What you produce should match the records exactly, line for line.

(Dataset entries)
☆ ☆ ☆ ☆ ☆

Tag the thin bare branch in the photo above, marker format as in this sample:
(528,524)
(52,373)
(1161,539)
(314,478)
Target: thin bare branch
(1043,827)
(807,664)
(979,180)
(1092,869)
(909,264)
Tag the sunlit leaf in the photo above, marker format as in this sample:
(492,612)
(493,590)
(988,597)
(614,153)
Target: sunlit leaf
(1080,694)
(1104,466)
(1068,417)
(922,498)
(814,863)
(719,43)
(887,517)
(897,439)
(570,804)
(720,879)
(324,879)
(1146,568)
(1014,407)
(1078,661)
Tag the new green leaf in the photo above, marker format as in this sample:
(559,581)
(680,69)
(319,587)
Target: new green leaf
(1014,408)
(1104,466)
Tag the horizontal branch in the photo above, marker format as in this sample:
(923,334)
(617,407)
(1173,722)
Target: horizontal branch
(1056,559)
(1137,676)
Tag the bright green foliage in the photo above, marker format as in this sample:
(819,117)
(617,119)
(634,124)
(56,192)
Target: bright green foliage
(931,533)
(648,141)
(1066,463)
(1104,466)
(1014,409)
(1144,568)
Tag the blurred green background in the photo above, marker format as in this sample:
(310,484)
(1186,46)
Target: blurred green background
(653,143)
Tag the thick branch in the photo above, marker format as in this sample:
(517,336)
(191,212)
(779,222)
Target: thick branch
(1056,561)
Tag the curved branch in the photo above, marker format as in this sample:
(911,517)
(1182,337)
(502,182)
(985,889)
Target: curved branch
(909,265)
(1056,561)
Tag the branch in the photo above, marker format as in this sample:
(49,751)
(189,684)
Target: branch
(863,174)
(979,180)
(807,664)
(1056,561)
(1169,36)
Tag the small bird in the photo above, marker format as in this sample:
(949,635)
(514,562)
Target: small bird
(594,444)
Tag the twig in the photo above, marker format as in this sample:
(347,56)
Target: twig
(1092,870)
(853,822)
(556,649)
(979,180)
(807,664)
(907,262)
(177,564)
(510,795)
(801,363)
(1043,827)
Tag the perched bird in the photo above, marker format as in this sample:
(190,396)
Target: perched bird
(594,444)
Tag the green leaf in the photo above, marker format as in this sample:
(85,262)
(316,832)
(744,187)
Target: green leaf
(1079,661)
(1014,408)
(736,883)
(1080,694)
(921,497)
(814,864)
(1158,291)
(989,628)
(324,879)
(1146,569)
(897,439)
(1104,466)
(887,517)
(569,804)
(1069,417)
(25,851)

☆ ☆ ☆ ☆ ☆

• Task solution
Tag the thin bare branch in the photo above, marker format as in this sample:
(528,524)
(52,373)
(1161,539)
(314,478)
Target: thin bare branch
(1043,827)
(807,664)
(979,180)
(1092,869)
(909,264)
Tag the sunlit leaf in the photo above, marker format as in this sample:
(492,612)
(493,590)
(988,597)
(614,153)
Target: sunlit leaf
(1080,694)
(1104,466)
(1068,417)
(922,498)
(814,863)
(719,43)
(887,517)
(897,439)
(570,804)
(720,879)
(324,879)
(1146,568)
(1014,407)
(1078,661)
Tag the new green leaf in the photo above, marker format as in this sample:
(559,581)
(680,69)
(319,587)
Target: new green leaf
(1014,408)
(1104,466)
Tag the horizontal branch in the photo above, marker format as in this sample:
(923,334)
(617,407)
(1173,722)
Target: horizontal branch
(1056,559)
(1137,676)
Tag the bright green foliage in the photo above, marker format as in this sample:
(819,117)
(617,119)
(634,124)
(56,192)
Target: bright green foliage
(931,533)
(648,141)
(1066,463)
(1104,466)
(1014,409)
(1144,568)
Tag the blurred green background in the photo above, marker format as in this sample:
(310,484)
(1186,46)
Target: blurred green background
(653,143)
Tag the thick branch in the photo above, marker format as in this sample:
(517,336)
(191,212)
(779,222)
Target: thick branch
(1056,561)
Tag the curved branch in the photo above, marker format as in this sample:
(911,517)
(1182,337)
(502,182)
(985,889)
Target: curved branch
(909,265)
(1056,561)
Tag the branch in the photo above, marker format as in this sample:
(49,751)
(189,684)
Target: branch
(863,174)
(979,180)
(807,664)
(1056,561)
(1169,36)
Tag the small bird in the photo above, marker format as in this sample:
(949,635)
(514,562)
Target: small bird
(594,444)
Tag the twig in the photo above, marker format as in this sample:
(347,56)
Target: twig
(1092,870)
(853,822)
(556,649)
(979,180)
(807,664)
(907,262)
(177,564)
(510,795)
(801,363)
(1043,827)
Tag the perched bird in the photo above, marker format as in this sample:
(190,396)
Target: perched bird
(594,444)
Tag the green leaf in the photo above, marker format as in this sample:
(85,262)
(316,832)
(744,187)
Target: green leaf
(1079,661)
(1014,408)
(736,883)
(1080,694)
(921,497)
(814,864)
(1158,291)
(989,628)
(324,879)
(1146,569)
(897,439)
(1104,466)
(887,517)
(569,804)
(1069,417)
(25,851)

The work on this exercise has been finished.